• 原文摘录:
Beautiful Soup 对象类型

当我们把HTML文档或字符串传递给BeautifulSoup构造函数时，BeautifulSoup基本上会将复杂的HTML页面转换成不同的Python对象。下面我们将讨论在bs4包中定义的四种主要类型的对象。

四种主要的对象类型

Tag 对象

HTML标签用于定义各种类型的内容。BeautifulSoup中的标签对象对应于实际页面或文档中的HTML或XML标签。

示例

from bs4 import BeautifulSoup

soup = BeautifulSoup('<b class="boldest">Yoagoa</b>', 'lxml')
tag = soup.html
print (type(tag))

输出

<class 'bs4.element.Tag'>

标签包含很多属性和方法，标签的两个重要特征是它的名字和属性。

名称（tag.name）

每个标签都有一个名字并且可以通过.name作为后缀来访问。tag.name将返回它的标签类型。

示例

from bs4 import BeautifulSoup

soup = BeautifulSoup('<b class="boldest">Yoagoa</b>', 'lxml')
tag = soup.html
print (tag.name)

输出

html

然而，如果我们更改标签名，相同的更改也会反映在BeautifulSoup生成的HTML标记中。

示例

from bs4 import BeautifulSoup

soup = BeautifulSoup('<b class="boldest">Yoagoa</b>', 'lxml')
tag = soup.html
tag.name = "strong"

• 挑战任务:
1 – 下面三个说法是否符合这篇 Beautiful Soup 教程？请逐条回答"是"或"否"，并原样引用起决定作用的文字。(a) bs4包中定义了四种主要类型的对象。(b) tag.name 返回的是标签的属性。(c) 更改标签名后，BeautifulSoup生成的HTML标记不会随之改变。
2 – 请从这篇 Beautiful Soup 教程的最后一行之后接着往下写。

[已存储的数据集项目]
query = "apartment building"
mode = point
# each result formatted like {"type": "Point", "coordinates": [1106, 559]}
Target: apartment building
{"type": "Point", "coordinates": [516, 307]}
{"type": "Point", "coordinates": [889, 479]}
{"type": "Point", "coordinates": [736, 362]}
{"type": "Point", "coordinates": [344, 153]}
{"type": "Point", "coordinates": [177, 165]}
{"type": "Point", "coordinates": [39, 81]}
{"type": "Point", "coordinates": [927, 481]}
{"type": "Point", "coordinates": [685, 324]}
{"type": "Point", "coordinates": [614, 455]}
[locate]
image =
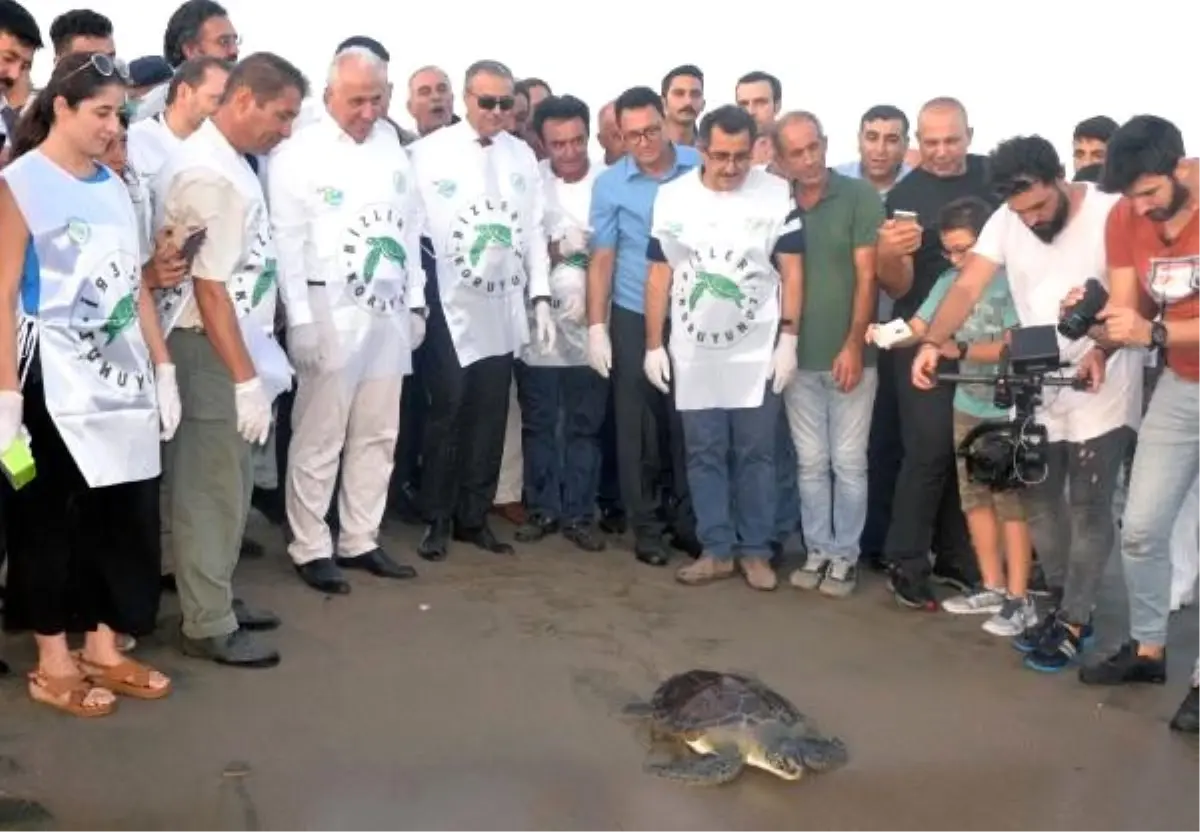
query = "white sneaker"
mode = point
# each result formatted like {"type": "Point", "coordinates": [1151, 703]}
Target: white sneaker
{"type": "Point", "coordinates": [1017, 616]}
{"type": "Point", "coordinates": [975, 603]}
{"type": "Point", "coordinates": [840, 579]}
{"type": "Point", "coordinates": [810, 575]}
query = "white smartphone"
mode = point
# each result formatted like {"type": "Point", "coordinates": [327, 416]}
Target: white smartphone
{"type": "Point", "coordinates": [892, 333]}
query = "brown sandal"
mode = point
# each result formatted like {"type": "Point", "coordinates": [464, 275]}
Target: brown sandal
{"type": "Point", "coordinates": [51, 690]}
{"type": "Point", "coordinates": [127, 678]}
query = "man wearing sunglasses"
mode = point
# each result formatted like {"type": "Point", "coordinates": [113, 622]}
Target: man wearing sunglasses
{"type": "Point", "coordinates": [483, 196]}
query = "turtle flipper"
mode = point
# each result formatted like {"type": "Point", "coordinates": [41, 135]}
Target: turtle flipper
{"type": "Point", "coordinates": [708, 770]}
{"type": "Point", "coordinates": [821, 754]}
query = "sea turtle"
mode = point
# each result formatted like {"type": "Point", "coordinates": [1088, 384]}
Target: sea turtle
{"type": "Point", "coordinates": [732, 722]}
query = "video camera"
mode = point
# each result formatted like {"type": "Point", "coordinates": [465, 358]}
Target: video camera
{"type": "Point", "coordinates": [1011, 455]}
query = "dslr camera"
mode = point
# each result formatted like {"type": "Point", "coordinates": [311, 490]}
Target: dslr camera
{"type": "Point", "coordinates": [1011, 455]}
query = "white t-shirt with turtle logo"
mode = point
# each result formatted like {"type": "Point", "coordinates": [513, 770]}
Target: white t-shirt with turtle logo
{"type": "Point", "coordinates": [347, 221]}
{"type": "Point", "coordinates": [725, 287]}
{"type": "Point", "coordinates": [567, 207]}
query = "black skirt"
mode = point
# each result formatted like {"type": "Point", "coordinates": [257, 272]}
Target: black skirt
{"type": "Point", "coordinates": [77, 556]}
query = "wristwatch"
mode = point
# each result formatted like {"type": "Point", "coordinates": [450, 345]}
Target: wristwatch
{"type": "Point", "coordinates": [1158, 335]}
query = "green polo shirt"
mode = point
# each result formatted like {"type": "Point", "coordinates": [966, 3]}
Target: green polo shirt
{"type": "Point", "coordinates": [846, 217]}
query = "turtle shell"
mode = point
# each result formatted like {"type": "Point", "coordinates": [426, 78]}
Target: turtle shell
{"type": "Point", "coordinates": [701, 699]}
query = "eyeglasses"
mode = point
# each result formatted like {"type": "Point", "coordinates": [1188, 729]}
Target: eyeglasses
{"type": "Point", "coordinates": [492, 101]}
{"type": "Point", "coordinates": [105, 66]}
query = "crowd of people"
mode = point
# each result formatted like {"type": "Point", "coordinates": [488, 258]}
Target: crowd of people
{"type": "Point", "coordinates": [223, 288]}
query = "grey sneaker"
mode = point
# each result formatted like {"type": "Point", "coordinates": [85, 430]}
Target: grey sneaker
{"type": "Point", "coordinates": [810, 575]}
{"type": "Point", "coordinates": [240, 648]}
{"type": "Point", "coordinates": [841, 578]}
{"type": "Point", "coordinates": [976, 603]}
{"type": "Point", "coordinates": [1014, 617]}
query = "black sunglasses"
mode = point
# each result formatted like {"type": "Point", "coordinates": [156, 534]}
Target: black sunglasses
{"type": "Point", "coordinates": [105, 66]}
{"type": "Point", "coordinates": [492, 101]}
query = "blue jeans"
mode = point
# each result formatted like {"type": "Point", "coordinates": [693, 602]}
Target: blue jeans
{"type": "Point", "coordinates": [831, 430]}
{"type": "Point", "coordinates": [1164, 470]}
{"type": "Point", "coordinates": [731, 472]}
{"type": "Point", "coordinates": [562, 412]}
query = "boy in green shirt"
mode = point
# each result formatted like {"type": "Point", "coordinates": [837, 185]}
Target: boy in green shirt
{"type": "Point", "coordinates": [991, 515]}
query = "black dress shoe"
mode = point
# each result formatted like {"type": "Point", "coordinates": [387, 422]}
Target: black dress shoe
{"type": "Point", "coordinates": [249, 618]}
{"type": "Point", "coordinates": [483, 538]}
{"type": "Point", "coordinates": [378, 564]}
{"type": "Point", "coordinates": [435, 542]}
{"type": "Point", "coordinates": [323, 575]}
{"type": "Point", "coordinates": [652, 552]}
{"type": "Point", "coordinates": [251, 548]}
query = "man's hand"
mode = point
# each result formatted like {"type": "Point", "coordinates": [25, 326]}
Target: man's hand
{"type": "Point", "coordinates": [783, 363]}
{"type": "Point", "coordinates": [600, 349]}
{"type": "Point", "coordinates": [253, 411]}
{"type": "Point", "coordinates": [1125, 327]}
{"type": "Point", "coordinates": [657, 366]}
{"type": "Point", "coordinates": [1092, 367]}
{"type": "Point", "coordinates": [546, 329]}
{"type": "Point", "coordinates": [171, 411]}
{"type": "Point", "coordinates": [305, 347]}
{"type": "Point", "coordinates": [166, 268]}
{"type": "Point", "coordinates": [924, 366]}
{"type": "Point", "coordinates": [847, 367]}
{"type": "Point", "coordinates": [898, 239]}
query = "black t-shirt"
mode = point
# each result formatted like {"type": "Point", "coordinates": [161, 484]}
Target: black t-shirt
{"type": "Point", "coordinates": [927, 195]}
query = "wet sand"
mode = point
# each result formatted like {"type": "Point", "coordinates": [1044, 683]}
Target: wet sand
{"type": "Point", "coordinates": [484, 696]}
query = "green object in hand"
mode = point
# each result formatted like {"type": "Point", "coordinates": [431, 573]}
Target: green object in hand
{"type": "Point", "coordinates": [18, 464]}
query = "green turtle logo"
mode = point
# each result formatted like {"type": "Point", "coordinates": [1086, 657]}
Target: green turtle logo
{"type": "Point", "coordinates": [486, 233]}
{"type": "Point", "coordinates": [265, 281]}
{"type": "Point", "coordinates": [718, 286]}
{"type": "Point", "coordinates": [123, 316]}
{"type": "Point", "coordinates": [382, 249]}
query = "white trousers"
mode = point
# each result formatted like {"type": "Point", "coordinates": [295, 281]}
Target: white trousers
{"type": "Point", "coordinates": [510, 485]}
{"type": "Point", "coordinates": [335, 419]}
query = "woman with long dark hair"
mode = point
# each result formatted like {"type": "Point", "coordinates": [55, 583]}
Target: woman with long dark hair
{"type": "Point", "coordinates": [83, 365]}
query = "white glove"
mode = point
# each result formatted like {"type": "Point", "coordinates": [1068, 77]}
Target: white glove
{"type": "Point", "coordinates": [171, 409]}
{"type": "Point", "coordinates": [417, 333]}
{"type": "Point", "coordinates": [599, 349]}
{"type": "Point", "coordinates": [575, 309]}
{"type": "Point", "coordinates": [253, 411]}
{"type": "Point", "coordinates": [12, 411]}
{"type": "Point", "coordinates": [546, 329]}
{"type": "Point", "coordinates": [575, 241]}
{"type": "Point", "coordinates": [305, 347]}
{"type": "Point", "coordinates": [783, 363]}
{"type": "Point", "coordinates": [658, 367]}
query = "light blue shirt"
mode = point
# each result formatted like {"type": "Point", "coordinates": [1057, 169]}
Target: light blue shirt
{"type": "Point", "coordinates": [855, 171]}
{"type": "Point", "coordinates": [622, 203]}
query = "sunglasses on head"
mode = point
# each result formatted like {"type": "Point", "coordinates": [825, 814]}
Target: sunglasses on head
{"type": "Point", "coordinates": [105, 66]}
{"type": "Point", "coordinates": [492, 101]}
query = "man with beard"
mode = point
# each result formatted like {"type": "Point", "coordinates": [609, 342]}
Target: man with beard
{"type": "Point", "coordinates": [683, 101]}
{"type": "Point", "coordinates": [1153, 241]}
{"type": "Point", "coordinates": [197, 28]}
{"type": "Point", "coordinates": [1049, 237]}
{"type": "Point", "coordinates": [19, 39]}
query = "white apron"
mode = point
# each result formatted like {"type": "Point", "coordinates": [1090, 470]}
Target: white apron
{"type": "Point", "coordinates": [364, 229]}
{"type": "Point", "coordinates": [96, 369]}
{"type": "Point", "coordinates": [481, 220]}
{"type": "Point", "coordinates": [724, 288]}
{"type": "Point", "coordinates": [567, 205]}
{"type": "Point", "coordinates": [253, 288]}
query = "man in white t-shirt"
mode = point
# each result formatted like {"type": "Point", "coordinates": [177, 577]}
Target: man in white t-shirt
{"type": "Point", "coordinates": [1049, 237]}
{"type": "Point", "coordinates": [725, 264]}
{"type": "Point", "coordinates": [557, 387]}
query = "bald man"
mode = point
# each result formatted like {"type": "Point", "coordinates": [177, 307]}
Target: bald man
{"type": "Point", "coordinates": [431, 100]}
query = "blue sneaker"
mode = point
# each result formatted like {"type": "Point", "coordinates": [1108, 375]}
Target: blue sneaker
{"type": "Point", "coordinates": [1059, 648]}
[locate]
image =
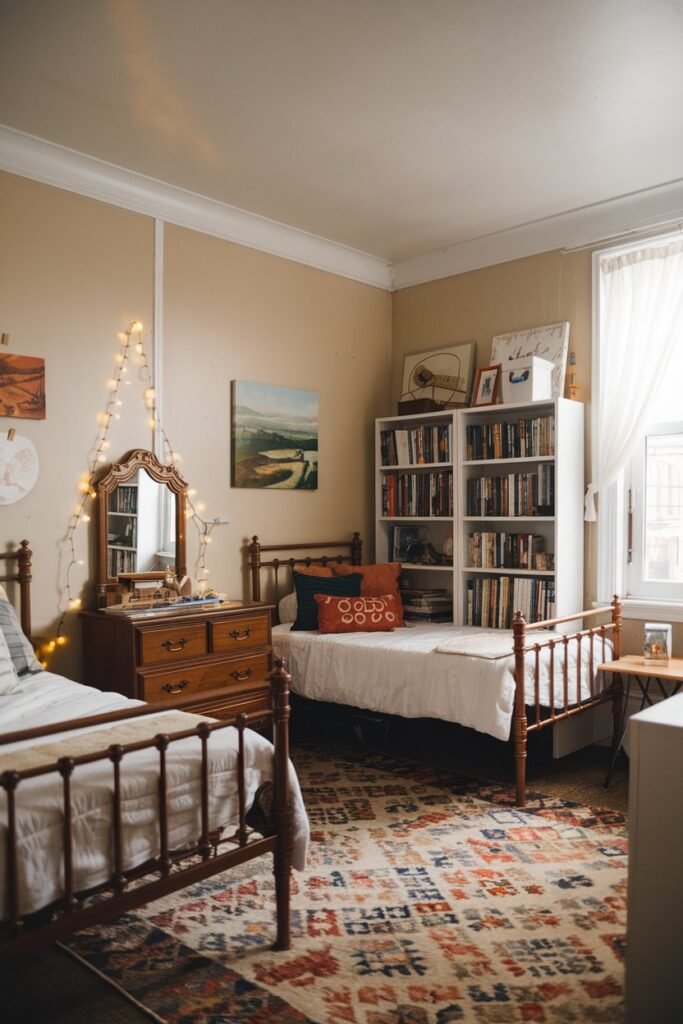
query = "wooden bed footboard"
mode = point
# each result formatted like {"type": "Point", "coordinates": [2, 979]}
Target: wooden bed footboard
{"type": "Point", "coordinates": [530, 717]}
{"type": "Point", "coordinates": [529, 641]}
{"type": "Point", "coordinates": [172, 869]}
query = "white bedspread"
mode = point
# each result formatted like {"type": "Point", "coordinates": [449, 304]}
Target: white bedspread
{"type": "Point", "coordinates": [401, 673]}
{"type": "Point", "coordinates": [46, 698]}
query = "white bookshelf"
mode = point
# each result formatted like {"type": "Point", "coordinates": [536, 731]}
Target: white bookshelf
{"type": "Point", "coordinates": [560, 529]}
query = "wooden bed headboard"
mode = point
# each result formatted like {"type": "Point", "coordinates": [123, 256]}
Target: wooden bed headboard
{"type": "Point", "coordinates": [281, 567]}
{"type": "Point", "coordinates": [19, 560]}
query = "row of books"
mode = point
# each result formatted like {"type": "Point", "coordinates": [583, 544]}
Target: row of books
{"type": "Point", "coordinates": [417, 445]}
{"type": "Point", "coordinates": [427, 605]}
{"type": "Point", "coordinates": [513, 495]}
{"type": "Point", "coordinates": [491, 550]}
{"type": "Point", "coordinates": [121, 561]}
{"type": "Point", "coordinates": [417, 494]}
{"type": "Point", "coordinates": [524, 438]}
{"type": "Point", "coordinates": [124, 499]}
{"type": "Point", "coordinates": [494, 601]}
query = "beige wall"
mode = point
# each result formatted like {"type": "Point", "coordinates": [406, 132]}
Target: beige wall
{"type": "Point", "coordinates": [74, 272]}
{"type": "Point", "coordinates": [233, 313]}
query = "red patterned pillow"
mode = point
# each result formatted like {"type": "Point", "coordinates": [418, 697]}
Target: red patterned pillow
{"type": "Point", "coordinates": [357, 614]}
{"type": "Point", "coordinates": [378, 581]}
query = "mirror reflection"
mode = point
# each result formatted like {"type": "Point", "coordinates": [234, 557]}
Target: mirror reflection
{"type": "Point", "coordinates": [140, 526]}
{"type": "Point", "coordinates": [140, 522]}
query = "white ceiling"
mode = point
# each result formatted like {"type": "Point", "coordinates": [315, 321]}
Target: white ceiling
{"type": "Point", "coordinates": [393, 127]}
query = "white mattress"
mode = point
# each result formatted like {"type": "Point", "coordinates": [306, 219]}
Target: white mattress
{"type": "Point", "coordinates": [46, 698]}
{"type": "Point", "coordinates": [400, 673]}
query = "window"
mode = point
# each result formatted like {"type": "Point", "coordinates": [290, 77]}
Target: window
{"type": "Point", "coordinates": [637, 420]}
{"type": "Point", "coordinates": [654, 499]}
{"type": "Point", "coordinates": [167, 522]}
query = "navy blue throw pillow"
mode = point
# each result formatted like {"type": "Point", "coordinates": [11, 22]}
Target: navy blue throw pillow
{"type": "Point", "coordinates": [305, 586]}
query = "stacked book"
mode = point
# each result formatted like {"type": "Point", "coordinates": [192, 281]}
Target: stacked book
{"type": "Point", "coordinates": [417, 494]}
{"type": "Point", "coordinates": [511, 440]}
{"type": "Point", "coordinates": [492, 550]}
{"type": "Point", "coordinates": [422, 444]}
{"type": "Point", "coordinates": [427, 605]}
{"type": "Point", "coordinates": [493, 602]}
{"type": "Point", "coordinates": [512, 495]}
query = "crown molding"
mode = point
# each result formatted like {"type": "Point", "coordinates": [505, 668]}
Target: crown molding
{"type": "Point", "coordinates": [590, 225]}
{"type": "Point", "coordinates": [55, 165]}
{"type": "Point", "coordinates": [616, 218]}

• 各题解答:
1 –
(a) 是："下面我们将讨论在bs4包中定义的四种主要类型的对象。"
(b) 否："tag.name将返回它的标签类型。"
(c) 否："相同的更改也会反映在BeautifulSoup生成的HTML标记中。"

2 –
print (tag)

输出

<strong><body><b class="boldest">Yoagoa</b></body></strong>

属性（tag.attrs）

标签对象可以有任意数量的属性。在上面的例子中，标签有一个属性'class'，其值为"boldest"。任何不是标签的东西基本上都是一个属性并且必须包含一个值。通过"attrs"返回属性及其值的字典。你可以通过访问键来访问这些属性。

在下面的例子中，Beautifulsoup()构造函数的字符串参数包含HTML输入标签。输入标签的属性由"attr"返回。

示例

from bs4 import BeautifulSoup

soup = BeautifulSoup('<input type="text" name="name" value="Raju">', 'lxml')
tag = soup.input

print (tag.attrs)

输出

{'type': 'text', 'name': 'name', 'value': 'Raju'}

我们可以对标签的属性执行各种操作（添加/删除/修改），使用字典操作符或方法。

在下面的例子中，更新了value标签。更新后的HTML字符串显示了更改。

示例

from bs4 import BeautifulSoup

soup = BeautifulSoup('<input type="text" name="name" value="Raju">', 'lxml')
tag = soup.input

print (tag.attrs)
tag['value']='Ravi'
print (soup)

输出

<html><body><input name="name" type="text" value="Ravi"/></body></html>

我们添加一个新的id标签，并删除value标签。

示例

from bs4 import BeautifulSoup

soup = BeautifulSoup('<input type="text" name="name" value="Raju">', 'lxml')
tag = soup.input

tag['id']='nm'
del tag['value']
print (soup)

输出

<html><body><input id="nm" name="name" type="text"/></body></html>

多值属性

一些HTML5属性可以有多重值。最常用的class-attribute可以有多个CSS值。其他包括'rel'、'rev'、'headers'、'accesskey'和'accept-charset'。BeautifulSoup中的多值属性显示为列表。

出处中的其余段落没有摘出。